__EXERCISE GOAL__
Print every one of the records below word for word, leaving out the pictures.

__RECORDED DATA__

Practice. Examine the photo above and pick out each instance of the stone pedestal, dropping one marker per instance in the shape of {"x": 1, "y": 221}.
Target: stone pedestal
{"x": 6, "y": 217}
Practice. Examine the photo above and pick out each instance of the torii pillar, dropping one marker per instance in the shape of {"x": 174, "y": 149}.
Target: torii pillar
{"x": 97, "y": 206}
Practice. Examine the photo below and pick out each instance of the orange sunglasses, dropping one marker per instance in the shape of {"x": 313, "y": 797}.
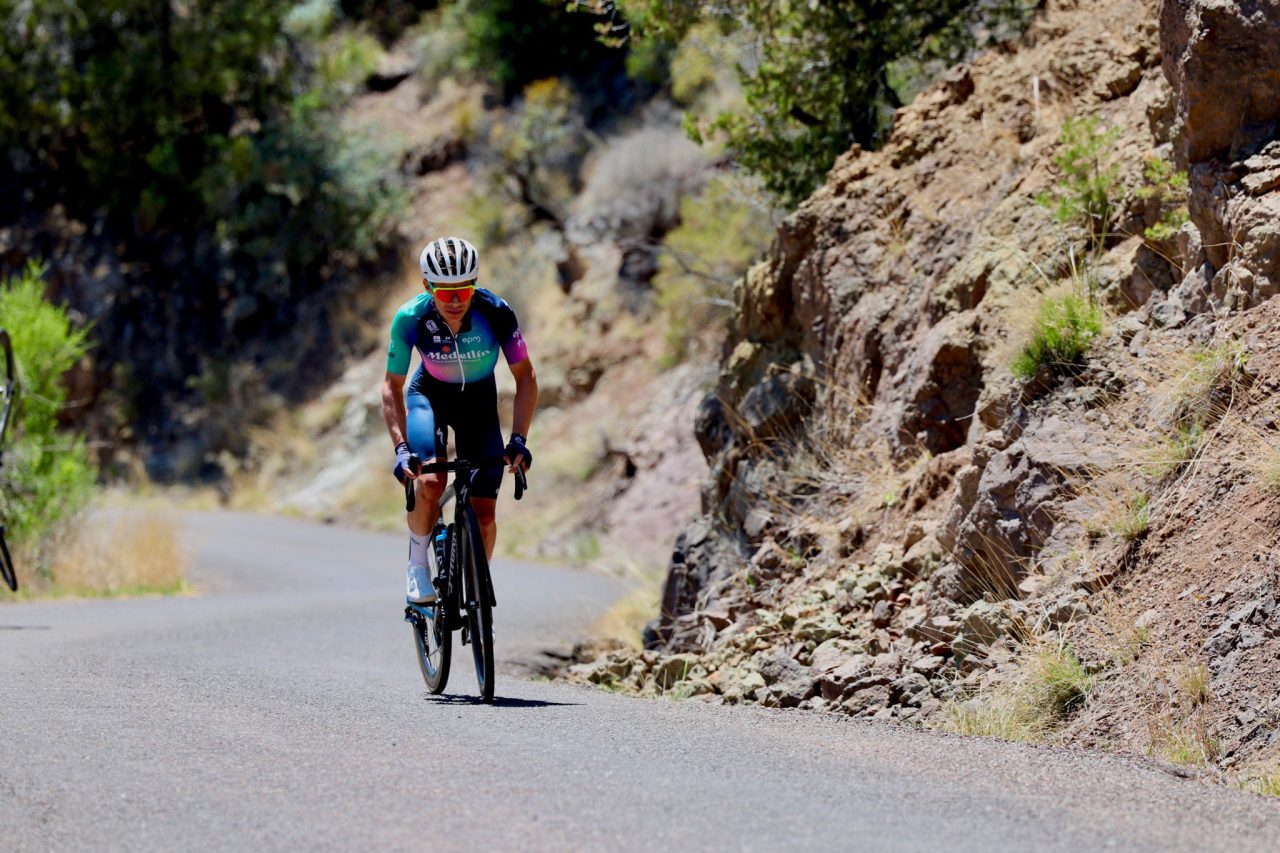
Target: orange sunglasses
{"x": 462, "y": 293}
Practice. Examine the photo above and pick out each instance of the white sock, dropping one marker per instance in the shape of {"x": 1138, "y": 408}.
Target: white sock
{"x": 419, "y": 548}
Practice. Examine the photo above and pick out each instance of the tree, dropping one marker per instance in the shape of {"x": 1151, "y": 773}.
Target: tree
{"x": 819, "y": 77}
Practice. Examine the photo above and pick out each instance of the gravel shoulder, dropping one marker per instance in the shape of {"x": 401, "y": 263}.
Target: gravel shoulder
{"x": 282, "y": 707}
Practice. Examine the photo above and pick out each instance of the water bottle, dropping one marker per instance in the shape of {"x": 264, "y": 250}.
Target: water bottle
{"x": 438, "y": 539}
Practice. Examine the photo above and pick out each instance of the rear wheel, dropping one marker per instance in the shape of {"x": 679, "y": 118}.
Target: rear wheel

__OUTPUT OF THE EXERCISE__
Practice. Examine the photo above and pick out each instance of the stone pedestal, dropping one marker per instance in the shape of {"x": 1, "y": 221}.
Target: stone pedestal
{"x": 6, "y": 217}
Practice. Examine the photo above and pick out each instance of the torii pillar, dropping one marker per instance in the shape of {"x": 174, "y": 149}.
Target: torii pillar
{"x": 97, "y": 206}
Practice. Examine the photo below and pick out each instance of the orange sunglasses, dropping one marker per instance in the shape of {"x": 313, "y": 797}.
Target: orange sunglasses
{"x": 462, "y": 293}
Practice. Examine the photo above and pick out each instance of the white sock, dropping one marker per instance in the shape of {"x": 1138, "y": 408}.
Target: white sock
{"x": 419, "y": 548}
Practice. Examine the photo above and pick out each instance of the tree, dropping one marker per instance in the shape of {"x": 1151, "y": 773}.
Target: tree
{"x": 819, "y": 77}
Practice. Examine the photo above and pick out each instance of the gravel shoulder, dropping one marker per instance in the shape of {"x": 401, "y": 263}.
Target: gravel shoulder
{"x": 282, "y": 707}
Practice. Examine the photo above and pick out each instance of the water bottle, dropping one marker per instance in the shape of {"x": 264, "y": 250}.
Target: water bottle
{"x": 438, "y": 539}
Practice. Examine the photo above and pick out each instance of the rear wheel, dropping one marker per instance in the shape of {"x": 679, "y": 118}.
Target: rear wheel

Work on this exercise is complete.